* [INSTRUCTIONS TO FOLLOW]: From the records that follow, copy every line in which "surfboard" appears.

* [RECORDED INFORMATION]:
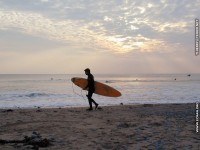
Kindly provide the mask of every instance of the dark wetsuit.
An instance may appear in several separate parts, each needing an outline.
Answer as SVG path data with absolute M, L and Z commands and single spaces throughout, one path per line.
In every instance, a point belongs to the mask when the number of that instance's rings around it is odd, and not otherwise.
M 86 88 L 88 88 L 88 101 L 89 101 L 89 105 L 90 108 L 92 108 L 92 102 L 97 105 L 97 103 L 92 99 L 92 95 L 95 92 L 95 84 L 94 84 L 94 76 L 90 73 L 88 74 L 88 84 L 86 86 Z

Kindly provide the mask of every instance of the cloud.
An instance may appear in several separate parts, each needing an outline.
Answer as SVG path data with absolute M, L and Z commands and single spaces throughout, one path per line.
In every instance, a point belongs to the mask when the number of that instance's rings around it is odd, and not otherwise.
M 116 52 L 126 52 L 127 48 L 121 47 L 117 38 L 110 38 L 105 35 L 106 31 L 102 24 L 92 22 L 85 24 L 81 21 L 58 21 L 49 19 L 37 13 L 27 13 L 20 11 L 0 11 L 0 28 L 16 29 L 22 33 L 58 40 L 72 45 L 86 47 L 97 47 L 99 49 L 111 50 Z M 99 31 L 90 30 L 99 28 Z M 115 35 L 116 36 L 116 35 Z M 112 36 L 111 36 L 112 37 Z M 123 51 L 123 49 L 125 51 Z
M 199 0 L 0 0 L 2 73 L 198 72 Z M 103 67 L 102 67 L 103 66 Z M 148 67 L 147 67 L 148 66 Z
M 59 21 L 44 17 L 37 13 L 22 11 L 0 11 L 0 29 L 12 29 L 64 43 L 87 45 L 98 36 L 88 30 L 81 22 L 65 20 Z
M 196 1 L 197 2 L 197 1 Z M 191 33 L 195 3 L 187 1 L 3 1 L 0 28 L 92 49 L 128 53 L 174 51 Z M 28 11 L 27 11 L 28 10 Z M 181 42 L 176 41 L 181 35 Z
M 41 0 L 41 2 L 48 2 L 49 0 Z

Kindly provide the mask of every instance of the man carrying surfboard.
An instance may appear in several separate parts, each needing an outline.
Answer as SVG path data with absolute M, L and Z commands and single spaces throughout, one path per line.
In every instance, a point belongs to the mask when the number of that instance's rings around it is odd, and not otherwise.
M 92 103 L 95 104 L 95 109 L 97 109 L 98 105 L 93 99 L 92 99 L 92 95 L 95 92 L 95 85 L 94 85 L 94 76 L 90 73 L 90 69 L 87 68 L 84 70 L 85 74 L 88 76 L 87 78 L 87 86 L 85 88 L 83 88 L 83 90 L 88 89 L 88 95 L 86 95 L 88 97 L 88 102 L 90 105 L 90 108 L 87 110 L 93 110 L 92 108 Z

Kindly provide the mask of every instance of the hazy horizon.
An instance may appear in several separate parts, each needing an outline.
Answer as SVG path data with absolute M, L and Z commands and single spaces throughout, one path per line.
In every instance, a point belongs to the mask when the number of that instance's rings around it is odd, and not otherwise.
M 95 73 L 92 72 L 93 75 L 124 75 L 124 76 L 136 76 L 136 75 L 200 75 L 200 73 L 124 73 L 124 74 L 117 74 L 117 73 Z M 10 73 L 10 74 L 3 74 L 0 73 L 0 75 L 83 75 L 86 76 L 85 73 L 70 73 L 70 74 L 66 74 L 66 73 Z
M 0 74 L 198 74 L 198 0 L 0 0 Z

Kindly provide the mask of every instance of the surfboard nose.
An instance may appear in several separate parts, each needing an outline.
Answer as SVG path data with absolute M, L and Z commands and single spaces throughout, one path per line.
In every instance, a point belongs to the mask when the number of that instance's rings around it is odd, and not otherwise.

* [SOLUTION TO THIS TASK]:
Kindly provide the mask of every instance of the man carrying surfboard.
Kindly provide the mask of every instance of the surfboard nose.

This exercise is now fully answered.